→ **Recorded data**:

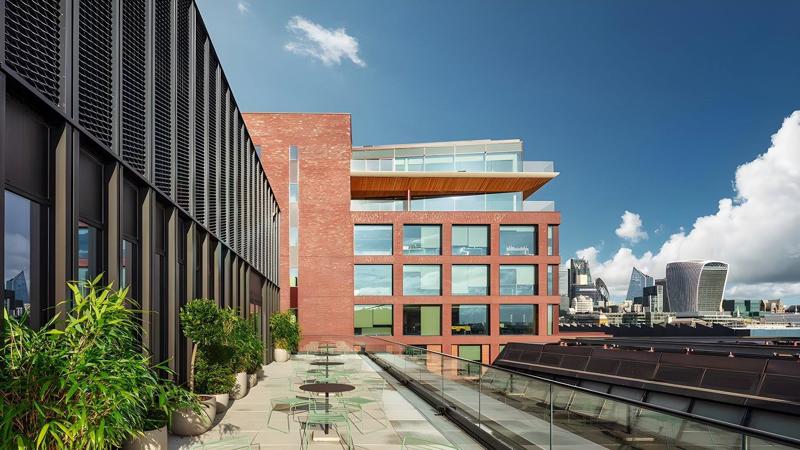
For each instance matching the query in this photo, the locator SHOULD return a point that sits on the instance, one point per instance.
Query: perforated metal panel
(133, 84)
(162, 100)
(182, 155)
(199, 178)
(213, 133)
(95, 68)
(223, 163)
(33, 43)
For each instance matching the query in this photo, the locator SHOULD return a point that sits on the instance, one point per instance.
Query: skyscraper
(639, 281)
(697, 285)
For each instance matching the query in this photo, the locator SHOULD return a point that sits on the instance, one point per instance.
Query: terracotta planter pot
(186, 422)
(240, 389)
(281, 355)
(223, 401)
(151, 440)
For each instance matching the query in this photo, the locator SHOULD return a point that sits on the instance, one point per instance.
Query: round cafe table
(327, 389)
(327, 364)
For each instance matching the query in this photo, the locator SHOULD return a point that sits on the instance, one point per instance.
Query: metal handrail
(648, 406)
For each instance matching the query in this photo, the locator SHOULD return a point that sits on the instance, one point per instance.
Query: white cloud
(326, 45)
(631, 228)
(756, 232)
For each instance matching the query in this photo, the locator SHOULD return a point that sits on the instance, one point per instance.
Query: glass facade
(551, 279)
(505, 201)
(419, 279)
(469, 320)
(422, 240)
(470, 280)
(372, 279)
(457, 157)
(517, 240)
(470, 240)
(372, 239)
(422, 320)
(517, 319)
(373, 320)
(518, 279)
(470, 352)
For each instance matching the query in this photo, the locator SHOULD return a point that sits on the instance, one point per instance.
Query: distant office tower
(653, 298)
(563, 287)
(602, 289)
(639, 281)
(694, 286)
(665, 298)
(17, 299)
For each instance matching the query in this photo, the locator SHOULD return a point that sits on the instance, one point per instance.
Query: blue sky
(647, 107)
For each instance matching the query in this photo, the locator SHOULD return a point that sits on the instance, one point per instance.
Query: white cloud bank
(326, 45)
(631, 228)
(757, 232)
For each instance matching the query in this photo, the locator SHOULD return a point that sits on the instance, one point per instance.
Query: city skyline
(624, 135)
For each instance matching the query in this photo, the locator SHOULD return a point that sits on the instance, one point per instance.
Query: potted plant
(255, 354)
(167, 399)
(237, 340)
(84, 384)
(204, 324)
(285, 334)
(216, 380)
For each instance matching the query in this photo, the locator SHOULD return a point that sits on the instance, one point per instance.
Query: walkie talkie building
(124, 153)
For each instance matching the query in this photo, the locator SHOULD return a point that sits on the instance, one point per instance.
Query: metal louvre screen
(183, 157)
(33, 44)
(162, 99)
(133, 84)
(223, 164)
(213, 133)
(199, 178)
(95, 68)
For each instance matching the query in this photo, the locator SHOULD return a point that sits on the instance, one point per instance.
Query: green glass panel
(363, 318)
(431, 320)
(382, 315)
(471, 352)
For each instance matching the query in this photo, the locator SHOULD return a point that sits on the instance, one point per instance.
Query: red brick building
(435, 244)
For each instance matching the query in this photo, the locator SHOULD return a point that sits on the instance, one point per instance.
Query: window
(470, 280)
(372, 279)
(517, 280)
(470, 240)
(470, 352)
(470, 320)
(517, 319)
(422, 320)
(372, 239)
(88, 252)
(373, 320)
(422, 280)
(422, 240)
(24, 239)
(517, 240)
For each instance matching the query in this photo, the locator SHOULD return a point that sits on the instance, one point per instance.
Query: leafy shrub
(88, 385)
(285, 330)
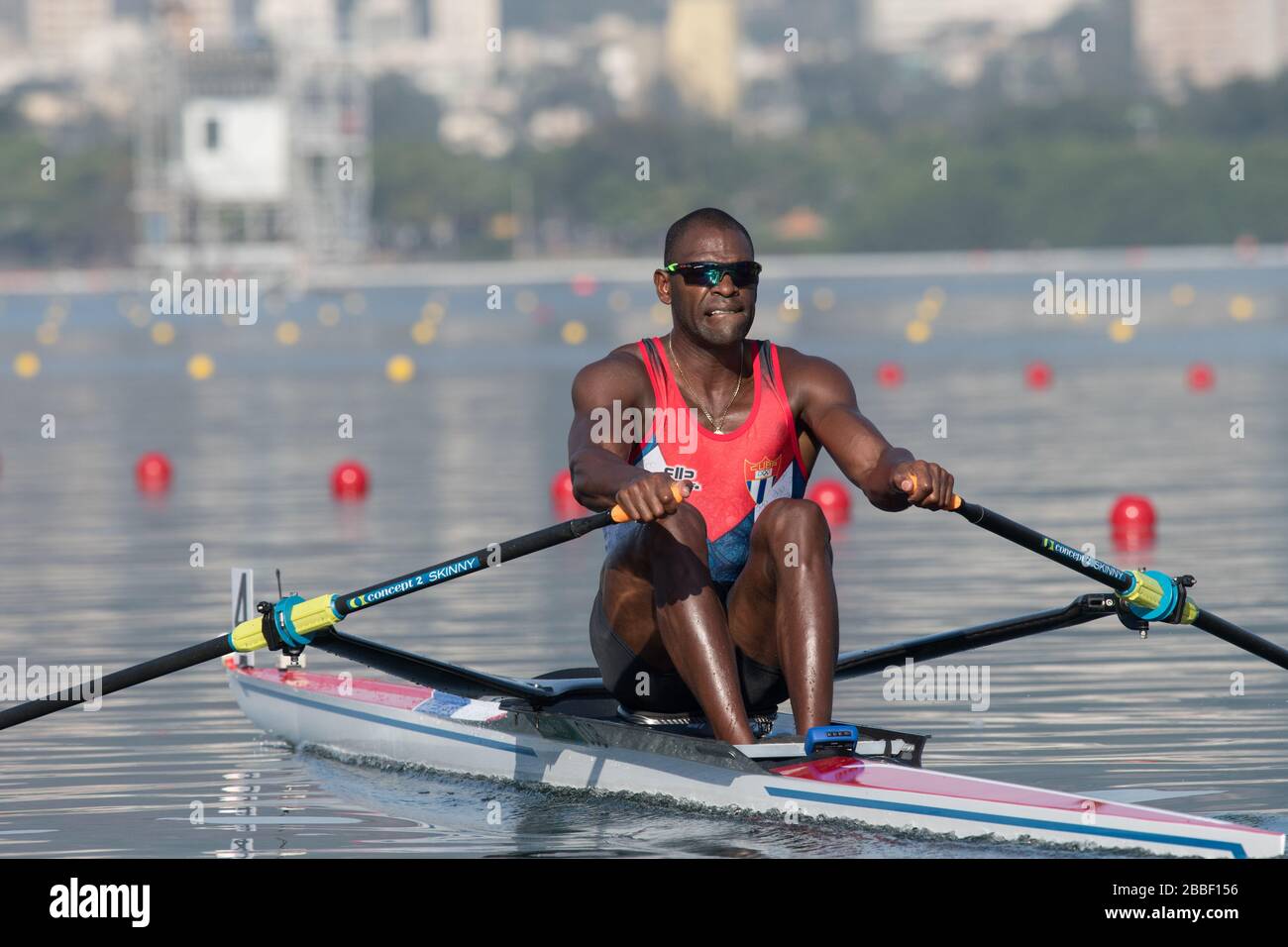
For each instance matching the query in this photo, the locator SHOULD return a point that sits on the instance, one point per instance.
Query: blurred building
(953, 38)
(249, 158)
(702, 46)
(1209, 43)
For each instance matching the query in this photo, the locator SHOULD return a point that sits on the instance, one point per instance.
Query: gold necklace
(717, 427)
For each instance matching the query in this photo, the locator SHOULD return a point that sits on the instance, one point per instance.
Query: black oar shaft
(1085, 608)
(469, 564)
(1240, 638)
(1113, 578)
(1043, 545)
(116, 681)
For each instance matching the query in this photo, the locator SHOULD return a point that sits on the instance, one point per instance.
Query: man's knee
(794, 521)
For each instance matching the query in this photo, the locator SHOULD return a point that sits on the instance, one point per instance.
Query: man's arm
(601, 474)
(890, 476)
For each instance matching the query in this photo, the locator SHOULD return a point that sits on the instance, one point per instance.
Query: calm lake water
(91, 573)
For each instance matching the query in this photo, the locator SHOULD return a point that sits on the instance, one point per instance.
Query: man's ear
(662, 283)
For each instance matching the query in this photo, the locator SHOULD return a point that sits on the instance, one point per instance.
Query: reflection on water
(462, 457)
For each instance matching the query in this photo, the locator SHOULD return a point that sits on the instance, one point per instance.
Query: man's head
(720, 312)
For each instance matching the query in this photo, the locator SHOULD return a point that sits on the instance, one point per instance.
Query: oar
(1151, 595)
(294, 620)
(1083, 608)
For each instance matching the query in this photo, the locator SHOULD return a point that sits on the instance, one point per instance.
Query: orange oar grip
(621, 515)
(957, 500)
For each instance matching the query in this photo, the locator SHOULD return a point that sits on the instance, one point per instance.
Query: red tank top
(735, 474)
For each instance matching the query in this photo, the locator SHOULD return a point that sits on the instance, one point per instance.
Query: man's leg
(782, 609)
(660, 600)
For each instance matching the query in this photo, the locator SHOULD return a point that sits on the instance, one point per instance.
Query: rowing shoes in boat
(565, 728)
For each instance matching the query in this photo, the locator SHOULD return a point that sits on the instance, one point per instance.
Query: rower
(722, 604)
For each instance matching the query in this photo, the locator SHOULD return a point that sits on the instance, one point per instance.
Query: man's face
(716, 315)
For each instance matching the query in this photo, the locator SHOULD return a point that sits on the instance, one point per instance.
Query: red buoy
(1131, 512)
(889, 373)
(349, 480)
(1199, 376)
(833, 499)
(153, 474)
(1037, 375)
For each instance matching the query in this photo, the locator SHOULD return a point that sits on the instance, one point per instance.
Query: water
(93, 573)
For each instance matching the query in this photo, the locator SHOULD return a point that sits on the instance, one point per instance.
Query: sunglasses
(743, 273)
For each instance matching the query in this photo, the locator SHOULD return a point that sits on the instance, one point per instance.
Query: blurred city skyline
(267, 133)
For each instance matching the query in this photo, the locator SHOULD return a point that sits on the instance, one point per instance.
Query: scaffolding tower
(252, 158)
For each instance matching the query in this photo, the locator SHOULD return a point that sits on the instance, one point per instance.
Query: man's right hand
(651, 496)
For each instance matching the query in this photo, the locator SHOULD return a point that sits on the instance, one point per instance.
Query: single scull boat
(588, 742)
(565, 729)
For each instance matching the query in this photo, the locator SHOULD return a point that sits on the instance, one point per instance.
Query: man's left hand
(926, 484)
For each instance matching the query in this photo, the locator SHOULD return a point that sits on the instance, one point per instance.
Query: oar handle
(957, 500)
(621, 515)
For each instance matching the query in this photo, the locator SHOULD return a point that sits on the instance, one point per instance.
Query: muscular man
(722, 603)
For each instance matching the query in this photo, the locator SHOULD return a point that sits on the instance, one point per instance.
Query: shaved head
(703, 217)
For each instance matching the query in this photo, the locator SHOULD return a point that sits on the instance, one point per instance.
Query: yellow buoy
(424, 331)
(399, 369)
(200, 368)
(1121, 331)
(1241, 308)
(917, 331)
(162, 333)
(574, 333)
(26, 365)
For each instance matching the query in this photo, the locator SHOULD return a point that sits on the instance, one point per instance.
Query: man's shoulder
(800, 367)
(619, 367)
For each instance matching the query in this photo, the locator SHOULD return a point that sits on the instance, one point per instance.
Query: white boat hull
(413, 725)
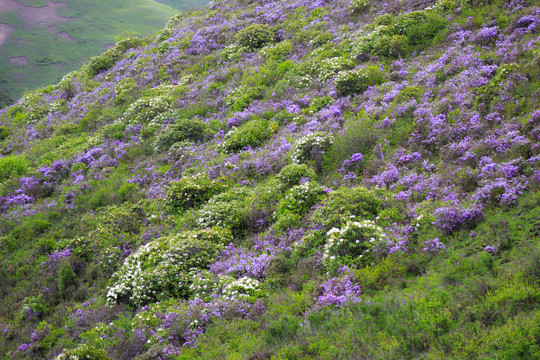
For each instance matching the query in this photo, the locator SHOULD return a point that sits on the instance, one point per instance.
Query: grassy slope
(184, 4)
(94, 25)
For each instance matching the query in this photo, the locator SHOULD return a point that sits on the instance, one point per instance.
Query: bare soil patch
(19, 60)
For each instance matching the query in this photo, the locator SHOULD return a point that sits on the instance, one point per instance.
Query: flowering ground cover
(282, 180)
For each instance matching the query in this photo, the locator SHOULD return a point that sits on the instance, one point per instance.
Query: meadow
(294, 179)
(39, 52)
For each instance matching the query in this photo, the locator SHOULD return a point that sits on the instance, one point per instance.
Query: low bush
(351, 82)
(255, 36)
(252, 134)
(191, 192)
(293, 174)
(347, 203)
(184, 129)
(12, 166)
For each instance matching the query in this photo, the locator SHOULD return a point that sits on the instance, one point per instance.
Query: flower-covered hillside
(282, 179)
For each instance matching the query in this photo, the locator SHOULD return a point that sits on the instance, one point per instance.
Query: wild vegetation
(282, 180)
(48, 39)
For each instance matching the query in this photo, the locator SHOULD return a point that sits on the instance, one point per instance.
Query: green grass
(94, 25)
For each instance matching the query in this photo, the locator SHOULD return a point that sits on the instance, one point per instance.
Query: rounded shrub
(347, 203)
(85, 352)
(311, 147)
(255, 36)
(161, 268)
(185, 129)
(228, 210)
(299, 199)
(352, 244)
(350, 82)
(390, 46)
(191, 191)
(252, 133)
(293, 174)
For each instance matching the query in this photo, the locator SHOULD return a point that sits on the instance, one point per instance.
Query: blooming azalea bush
(350, 82)
(192, 191)
(293, 174)
(184, 129)
(255, 36)
(310, 147)
(250, 134)
(162, 267)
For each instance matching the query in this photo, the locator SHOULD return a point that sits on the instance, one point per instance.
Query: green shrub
(242, 96)
(311, 147)
(284, 329)
(350, 82)
(277, 52)
(292, 174)
(352, 244)
(191, 191)
(34, 307)
(66, 278)
(161, 268)
(252, 133)
(147, 108)
(4, 132)
(184, 129)
(299, 199)
(99, 64)
(347, 203)
(84, 351)
(359, 6)
(255, 36)
(390, 46)
(12, 166)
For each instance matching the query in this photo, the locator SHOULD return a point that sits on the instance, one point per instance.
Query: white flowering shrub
(83, 352)
(192, 191)
(144, 110)
(162, 267)
(310, 147)
(352, 244)
(243, 288)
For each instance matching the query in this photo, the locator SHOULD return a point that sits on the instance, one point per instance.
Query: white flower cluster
(242, 288)
(304, 147)
(330, 67)
(359, 5)
(355, 238)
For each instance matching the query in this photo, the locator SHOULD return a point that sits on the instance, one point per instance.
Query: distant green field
(40, 54)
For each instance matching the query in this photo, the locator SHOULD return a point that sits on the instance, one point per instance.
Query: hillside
(41, 41)
(282, 180)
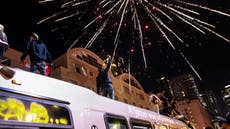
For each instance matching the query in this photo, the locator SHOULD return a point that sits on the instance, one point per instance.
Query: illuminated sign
(14, 109)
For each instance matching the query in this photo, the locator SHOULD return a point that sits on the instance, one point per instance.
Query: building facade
(188, 103)
(80, 66)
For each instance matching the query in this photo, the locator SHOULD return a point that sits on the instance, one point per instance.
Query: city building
(226, 98)
(210, 102)
(185, 93)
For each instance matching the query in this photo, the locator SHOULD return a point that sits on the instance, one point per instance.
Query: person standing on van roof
(38, 53)
(3, 42)
(104, 83)
(224, 122)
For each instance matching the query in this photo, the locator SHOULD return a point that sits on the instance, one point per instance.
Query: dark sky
(207, 53)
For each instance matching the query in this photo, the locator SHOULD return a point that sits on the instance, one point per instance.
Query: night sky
(208, 54)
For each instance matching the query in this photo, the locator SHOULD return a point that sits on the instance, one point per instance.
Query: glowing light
(121, 14)
(146, 26)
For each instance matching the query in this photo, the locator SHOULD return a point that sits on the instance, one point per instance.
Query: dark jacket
(37, 51)
(103, 76)
(3, 39)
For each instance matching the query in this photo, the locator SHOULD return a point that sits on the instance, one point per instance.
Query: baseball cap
(35, 35)
(1, 27)
(225, 119)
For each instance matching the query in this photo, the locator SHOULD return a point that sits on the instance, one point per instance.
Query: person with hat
(3, 42)
(104, 82)
(224, 122)
(38, 53)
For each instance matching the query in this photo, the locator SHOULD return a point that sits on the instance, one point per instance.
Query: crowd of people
(38, 53)
(40, 57)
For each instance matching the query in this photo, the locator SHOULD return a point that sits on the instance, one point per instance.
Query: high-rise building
(226, 98)
(209, 101)
(185, 93)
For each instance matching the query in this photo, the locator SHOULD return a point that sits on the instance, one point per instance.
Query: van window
(22, 111)
(115, 122)
(140, 124)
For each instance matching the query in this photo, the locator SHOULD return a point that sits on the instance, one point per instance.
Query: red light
(146, 26)
(132, 50)
(154, 8)
(100, 17)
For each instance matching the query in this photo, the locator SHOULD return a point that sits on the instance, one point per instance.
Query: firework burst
(118, 21)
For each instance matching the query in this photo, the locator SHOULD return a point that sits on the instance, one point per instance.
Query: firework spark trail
(64, 18)
(191, 66)
(67, 4)
(97, 34)
(166, 27)
(73, 44)
(158, 26)
(74, 3)
(44, 1)
(165, 36)
(215, 33)
(185, 9)
(185, 15)
(189, 23)
(162, 12)
(118, 30)
(121, 7)
(107, 12)
(140, 33)
(204, 7)
(162, 23)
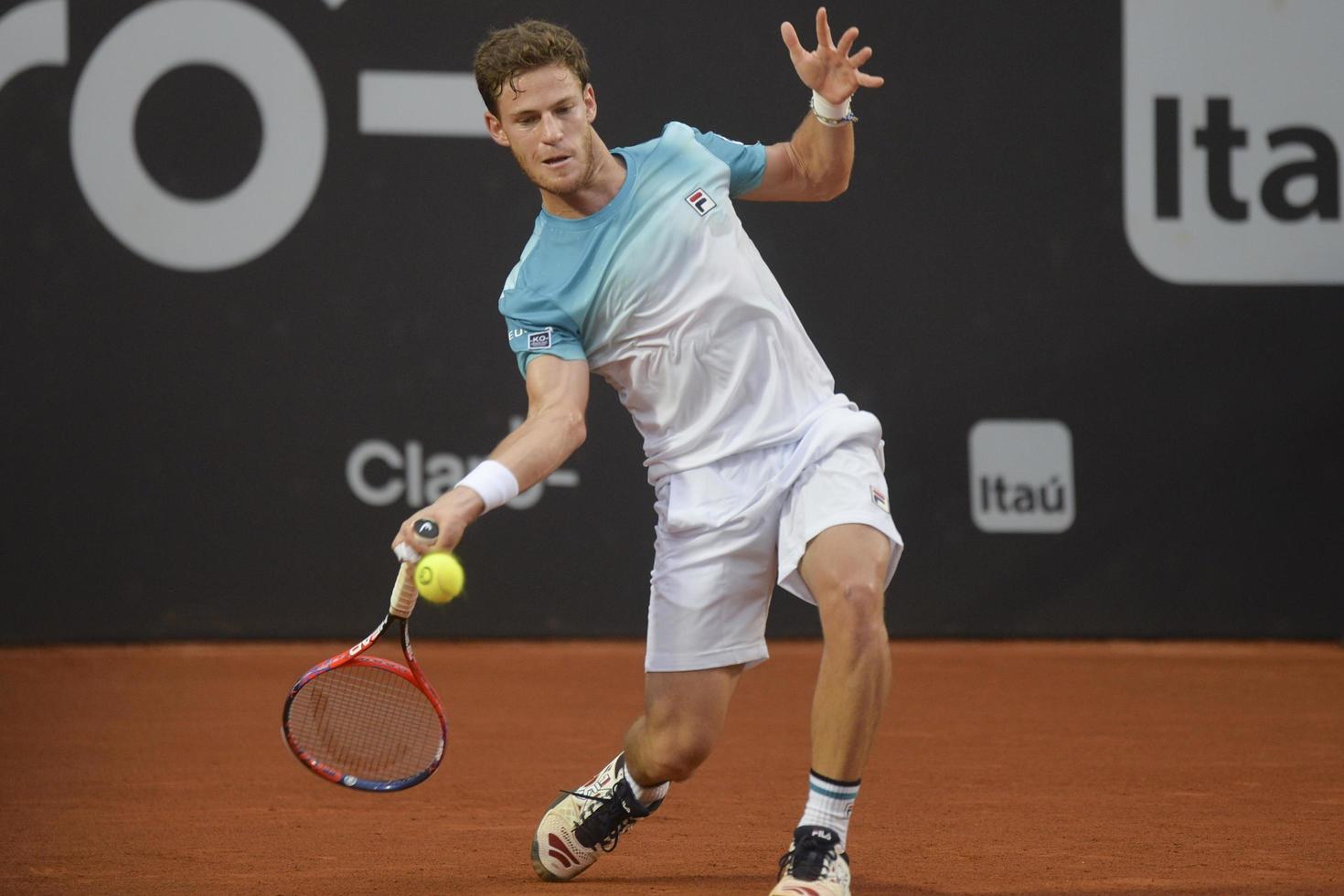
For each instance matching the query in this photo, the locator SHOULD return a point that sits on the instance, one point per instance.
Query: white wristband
(494, 483)
(829, 113)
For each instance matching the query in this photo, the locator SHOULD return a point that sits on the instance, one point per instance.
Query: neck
(593, 197)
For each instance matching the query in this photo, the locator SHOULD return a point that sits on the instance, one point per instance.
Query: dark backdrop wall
(249, 316)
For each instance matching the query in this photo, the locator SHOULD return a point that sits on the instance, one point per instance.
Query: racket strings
(366, 721)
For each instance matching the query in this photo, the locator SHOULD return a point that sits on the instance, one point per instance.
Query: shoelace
(808, 860)
(611, 816)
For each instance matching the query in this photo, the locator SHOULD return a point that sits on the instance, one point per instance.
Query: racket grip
(403, 592)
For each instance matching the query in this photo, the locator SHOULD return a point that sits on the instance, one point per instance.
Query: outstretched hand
(829, 69)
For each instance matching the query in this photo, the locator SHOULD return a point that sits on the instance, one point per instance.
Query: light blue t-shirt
(668, 300)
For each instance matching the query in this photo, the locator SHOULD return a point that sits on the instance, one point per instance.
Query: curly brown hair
(508, 53)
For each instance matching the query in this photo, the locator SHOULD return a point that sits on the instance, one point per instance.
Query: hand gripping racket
(365, 721)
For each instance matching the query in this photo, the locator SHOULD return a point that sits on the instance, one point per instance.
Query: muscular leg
(683, 718)
(846, 569)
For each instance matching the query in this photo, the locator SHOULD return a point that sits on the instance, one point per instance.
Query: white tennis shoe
(812, 867)
(586, 822)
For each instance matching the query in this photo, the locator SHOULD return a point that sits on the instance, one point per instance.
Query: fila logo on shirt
(700, 202)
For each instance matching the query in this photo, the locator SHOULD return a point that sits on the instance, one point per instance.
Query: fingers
(847, 40)
(823, 30)
(791, 40)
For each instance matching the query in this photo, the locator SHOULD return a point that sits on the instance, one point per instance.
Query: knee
(854, 614)
(675, 752)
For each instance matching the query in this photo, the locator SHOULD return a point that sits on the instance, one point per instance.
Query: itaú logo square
(1021, 475)
(1234, 120)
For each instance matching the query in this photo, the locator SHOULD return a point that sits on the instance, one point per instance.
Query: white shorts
(730, 531)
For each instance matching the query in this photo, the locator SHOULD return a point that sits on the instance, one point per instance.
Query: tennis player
(638, 271)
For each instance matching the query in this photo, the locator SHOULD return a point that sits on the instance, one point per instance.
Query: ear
(496, 129)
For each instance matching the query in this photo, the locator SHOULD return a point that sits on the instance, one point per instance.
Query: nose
(549, 128)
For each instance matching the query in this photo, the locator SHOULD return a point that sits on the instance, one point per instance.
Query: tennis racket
(365, 721)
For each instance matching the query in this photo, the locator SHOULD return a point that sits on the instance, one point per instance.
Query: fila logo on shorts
(700, 202)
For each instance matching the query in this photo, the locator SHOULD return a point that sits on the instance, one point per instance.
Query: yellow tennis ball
(440, 577)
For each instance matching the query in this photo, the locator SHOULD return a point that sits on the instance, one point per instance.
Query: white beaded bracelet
(829, 113)
(494, 483)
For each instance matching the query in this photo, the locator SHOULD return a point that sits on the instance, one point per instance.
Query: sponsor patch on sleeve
(880, 498)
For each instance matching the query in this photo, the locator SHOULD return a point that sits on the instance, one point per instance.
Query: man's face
(548, 125)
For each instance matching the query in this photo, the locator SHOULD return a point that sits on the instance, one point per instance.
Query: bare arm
(557, 402)
(815, 164)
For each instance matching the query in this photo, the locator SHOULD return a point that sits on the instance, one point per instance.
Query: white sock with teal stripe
(829, 805)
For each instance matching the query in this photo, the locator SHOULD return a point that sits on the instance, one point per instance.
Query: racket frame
(355, 657)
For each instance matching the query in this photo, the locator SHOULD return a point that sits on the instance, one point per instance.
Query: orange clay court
(1001, 767)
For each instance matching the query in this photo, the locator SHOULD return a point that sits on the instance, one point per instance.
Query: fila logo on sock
(700, 202)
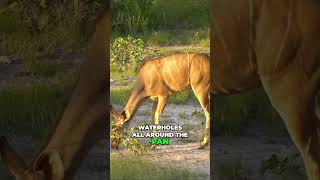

→ **To do**:
List every line in the material above that contains the word "shirt", copying each line in full.

→ **Exercise response**:
Query: light blue t-shirt
Query: fila logo on shirt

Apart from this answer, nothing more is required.